(Coordinate annotation records)
=-=-=-=-=

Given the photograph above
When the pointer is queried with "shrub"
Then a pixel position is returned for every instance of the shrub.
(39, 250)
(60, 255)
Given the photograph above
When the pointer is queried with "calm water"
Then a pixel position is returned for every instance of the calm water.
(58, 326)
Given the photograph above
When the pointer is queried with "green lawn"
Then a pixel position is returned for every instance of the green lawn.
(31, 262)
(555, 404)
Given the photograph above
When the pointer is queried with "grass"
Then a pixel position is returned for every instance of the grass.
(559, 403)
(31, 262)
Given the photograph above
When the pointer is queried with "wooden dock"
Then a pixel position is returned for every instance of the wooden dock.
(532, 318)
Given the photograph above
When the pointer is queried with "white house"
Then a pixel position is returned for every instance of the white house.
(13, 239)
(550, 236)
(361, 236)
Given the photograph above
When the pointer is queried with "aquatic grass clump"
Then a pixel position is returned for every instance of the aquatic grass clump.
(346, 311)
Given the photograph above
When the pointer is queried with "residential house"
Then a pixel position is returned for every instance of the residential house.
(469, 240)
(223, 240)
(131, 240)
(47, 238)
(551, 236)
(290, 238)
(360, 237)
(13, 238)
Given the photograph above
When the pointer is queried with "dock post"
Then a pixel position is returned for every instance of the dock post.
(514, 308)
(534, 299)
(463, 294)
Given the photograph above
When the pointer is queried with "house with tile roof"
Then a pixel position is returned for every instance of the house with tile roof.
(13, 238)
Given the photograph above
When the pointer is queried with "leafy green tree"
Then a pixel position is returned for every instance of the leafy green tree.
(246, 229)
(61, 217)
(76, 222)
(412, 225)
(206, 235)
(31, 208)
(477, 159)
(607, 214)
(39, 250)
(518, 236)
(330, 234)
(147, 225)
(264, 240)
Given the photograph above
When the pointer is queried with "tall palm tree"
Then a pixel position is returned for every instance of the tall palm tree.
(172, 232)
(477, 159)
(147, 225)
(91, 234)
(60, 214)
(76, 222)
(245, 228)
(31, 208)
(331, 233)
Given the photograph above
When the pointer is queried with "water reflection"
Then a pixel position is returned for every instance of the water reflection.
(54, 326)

=-=-=-=-=

WRITTEN REQUEST:
Every record above should be output exactly.

TASK RESPONSE:
Given the photograph above
When the pointer is queried with "shrub"
Then a pixel position is returned for every instance of the shrub.
(39, 250)
(60, 255)
Given the photograph above
When the pointer is queried with "calm water"
Then a pixel position is returned for every instance of the calm water.
(58, 326)
Given the photograph above
When the pointer is queried with "green lawn"
Then a pixel position is returned for every instance of the green lawn.
(31, 262)
(555, 404)
Given the photograph above
When the pointer is queried with "grass"
Then a pixel position is returned for every instance of the grass.
(559, 403)
(31, 262)
Given the photograph above
When the pointer is queried with "wooden dock"
Then a pixel position is returned for every instance of the wooden dock.
(532, 318)
Given the photograph above
When the pointer is queried with "white house"
Then a pixel position is returned for every instance of the white house.
(13, 239)
(550, 236)
(361, 236)
Given the photograph above
When the pointer is queried with "aquatic grass clump"
Then a pixel position is returned for every instance of the aquatic grass clump.
(346, 311)
Given the photograph above
When the pointer is queried with "residential house"
Then a pixel position is returned for every instance of the residential house.
(469, 240)
(223, 240)
(131, 240)
(47, 238)
(551, 236)
(290, 238)
(360, 237)
(13, 238)
Given the photograph above
When the pointer is queried with "dock post"
Then a pixel position is returned for every instance of the dock post.
(514, 308)
(534, 299)
(463, 294)
Given the photograph above
When the pointer is queried with "house with tile roof"
Then a pixel position is returned for every instance of the house with tile roof.
(13, 238)
Given the photograph above
When the pointer is queried with "leafy green tree"
Then a pixel position is returned for every instance of the leafy green tree.
(246, 229)
(61, 217)
(76, 222)
(412, 225)
(206, 235)
(31, 208)
(477, 159)
(607, 214)
(39, 250)
(518, 236)
(330, 234)
(147, 225)
(264, 240)
Given the photograph above
When the pointer is queried with "tall palm tree"
Then a pixel position is returned for every instance of the tall palm tree.
(172, 232)
(477, 159)
(147, 225)
(91, 234)
(60, 214)
(76, 222)
(245, 228)
(31, 208)
(331, 233)
Given the photograph above
When the pointer is queried with "water reflection"
Then a pixel position is returned for every instance of the water reflection.
(54, 326)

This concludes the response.